Recorded information:
■ ■ ■ ■

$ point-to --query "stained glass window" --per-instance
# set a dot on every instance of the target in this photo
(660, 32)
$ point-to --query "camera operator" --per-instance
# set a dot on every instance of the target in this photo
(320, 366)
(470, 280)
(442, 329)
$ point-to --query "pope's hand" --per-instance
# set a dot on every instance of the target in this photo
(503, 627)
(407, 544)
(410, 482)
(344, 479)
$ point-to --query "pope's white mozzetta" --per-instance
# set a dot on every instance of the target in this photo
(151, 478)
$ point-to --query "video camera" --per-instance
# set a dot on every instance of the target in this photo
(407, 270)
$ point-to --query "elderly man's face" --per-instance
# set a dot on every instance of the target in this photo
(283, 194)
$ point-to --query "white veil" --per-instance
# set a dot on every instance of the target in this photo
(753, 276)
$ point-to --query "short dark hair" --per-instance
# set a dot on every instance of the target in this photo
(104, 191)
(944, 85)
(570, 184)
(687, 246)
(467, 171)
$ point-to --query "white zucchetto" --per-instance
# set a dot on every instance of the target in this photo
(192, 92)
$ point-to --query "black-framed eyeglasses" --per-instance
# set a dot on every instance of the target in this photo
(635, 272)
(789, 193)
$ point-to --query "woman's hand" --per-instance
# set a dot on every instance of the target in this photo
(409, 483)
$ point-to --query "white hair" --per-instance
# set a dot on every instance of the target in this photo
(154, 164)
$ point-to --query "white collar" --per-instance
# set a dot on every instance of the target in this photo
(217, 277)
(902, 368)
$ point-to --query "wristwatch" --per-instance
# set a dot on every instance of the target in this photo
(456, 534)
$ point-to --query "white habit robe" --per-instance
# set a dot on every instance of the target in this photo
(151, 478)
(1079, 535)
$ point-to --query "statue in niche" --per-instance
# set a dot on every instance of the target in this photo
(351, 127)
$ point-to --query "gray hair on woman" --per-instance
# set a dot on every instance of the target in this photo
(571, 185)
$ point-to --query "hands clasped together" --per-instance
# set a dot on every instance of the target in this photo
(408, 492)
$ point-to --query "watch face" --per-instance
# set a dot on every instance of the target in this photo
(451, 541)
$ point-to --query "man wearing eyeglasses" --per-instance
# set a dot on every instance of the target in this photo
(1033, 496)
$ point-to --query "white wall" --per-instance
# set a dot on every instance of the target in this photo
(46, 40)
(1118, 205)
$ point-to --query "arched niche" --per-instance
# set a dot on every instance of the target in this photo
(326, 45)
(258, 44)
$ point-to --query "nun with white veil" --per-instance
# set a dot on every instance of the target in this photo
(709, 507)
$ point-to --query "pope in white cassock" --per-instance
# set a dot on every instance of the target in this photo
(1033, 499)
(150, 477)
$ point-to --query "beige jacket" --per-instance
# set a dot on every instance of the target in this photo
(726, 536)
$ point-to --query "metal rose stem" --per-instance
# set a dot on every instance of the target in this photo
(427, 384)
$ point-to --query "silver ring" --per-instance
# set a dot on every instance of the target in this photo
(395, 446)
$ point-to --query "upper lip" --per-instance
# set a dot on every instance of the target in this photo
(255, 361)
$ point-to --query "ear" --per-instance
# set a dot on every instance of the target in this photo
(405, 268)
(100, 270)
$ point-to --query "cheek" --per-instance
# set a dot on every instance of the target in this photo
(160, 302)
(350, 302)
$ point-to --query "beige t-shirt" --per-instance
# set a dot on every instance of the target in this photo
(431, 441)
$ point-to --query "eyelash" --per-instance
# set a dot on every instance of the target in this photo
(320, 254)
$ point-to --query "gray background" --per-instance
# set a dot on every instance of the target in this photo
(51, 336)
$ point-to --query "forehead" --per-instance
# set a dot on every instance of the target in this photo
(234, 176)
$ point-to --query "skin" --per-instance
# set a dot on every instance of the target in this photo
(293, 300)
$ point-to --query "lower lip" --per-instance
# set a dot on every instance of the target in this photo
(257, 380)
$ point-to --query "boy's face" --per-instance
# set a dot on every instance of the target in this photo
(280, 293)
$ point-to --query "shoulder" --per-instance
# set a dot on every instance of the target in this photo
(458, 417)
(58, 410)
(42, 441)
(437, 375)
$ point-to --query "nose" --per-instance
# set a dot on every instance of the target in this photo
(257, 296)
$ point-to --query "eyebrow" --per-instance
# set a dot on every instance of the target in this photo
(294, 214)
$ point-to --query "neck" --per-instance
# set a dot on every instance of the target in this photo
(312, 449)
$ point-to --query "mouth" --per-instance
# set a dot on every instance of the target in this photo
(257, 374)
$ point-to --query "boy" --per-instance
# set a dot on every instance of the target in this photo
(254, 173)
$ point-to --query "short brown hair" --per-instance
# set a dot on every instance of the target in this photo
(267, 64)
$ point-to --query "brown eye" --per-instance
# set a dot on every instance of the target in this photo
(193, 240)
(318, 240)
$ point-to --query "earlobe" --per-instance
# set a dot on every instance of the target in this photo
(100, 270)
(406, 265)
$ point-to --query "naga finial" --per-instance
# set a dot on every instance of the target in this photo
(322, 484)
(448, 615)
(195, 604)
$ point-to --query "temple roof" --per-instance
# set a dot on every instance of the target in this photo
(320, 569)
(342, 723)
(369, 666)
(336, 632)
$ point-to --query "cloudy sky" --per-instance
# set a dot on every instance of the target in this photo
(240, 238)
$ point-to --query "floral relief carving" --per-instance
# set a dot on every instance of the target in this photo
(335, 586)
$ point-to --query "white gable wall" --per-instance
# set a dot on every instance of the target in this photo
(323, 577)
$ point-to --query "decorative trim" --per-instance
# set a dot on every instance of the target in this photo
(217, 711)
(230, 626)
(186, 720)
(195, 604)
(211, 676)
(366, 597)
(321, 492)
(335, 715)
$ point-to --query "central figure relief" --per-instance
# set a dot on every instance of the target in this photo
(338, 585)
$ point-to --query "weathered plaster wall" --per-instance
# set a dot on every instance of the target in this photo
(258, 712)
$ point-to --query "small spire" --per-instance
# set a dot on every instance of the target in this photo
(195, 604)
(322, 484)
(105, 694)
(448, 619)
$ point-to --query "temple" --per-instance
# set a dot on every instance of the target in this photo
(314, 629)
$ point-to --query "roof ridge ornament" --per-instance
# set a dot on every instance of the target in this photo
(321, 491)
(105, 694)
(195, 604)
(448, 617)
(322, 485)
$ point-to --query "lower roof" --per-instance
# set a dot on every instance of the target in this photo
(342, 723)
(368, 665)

■ ■ ■ ■

Brief: Report every line in the entries above that contains the word "veil", copying each line in full.

Exercise result:
$ point-to --query "white veil" --per-instance
$ point-to --query "nun with white veil" --per-instance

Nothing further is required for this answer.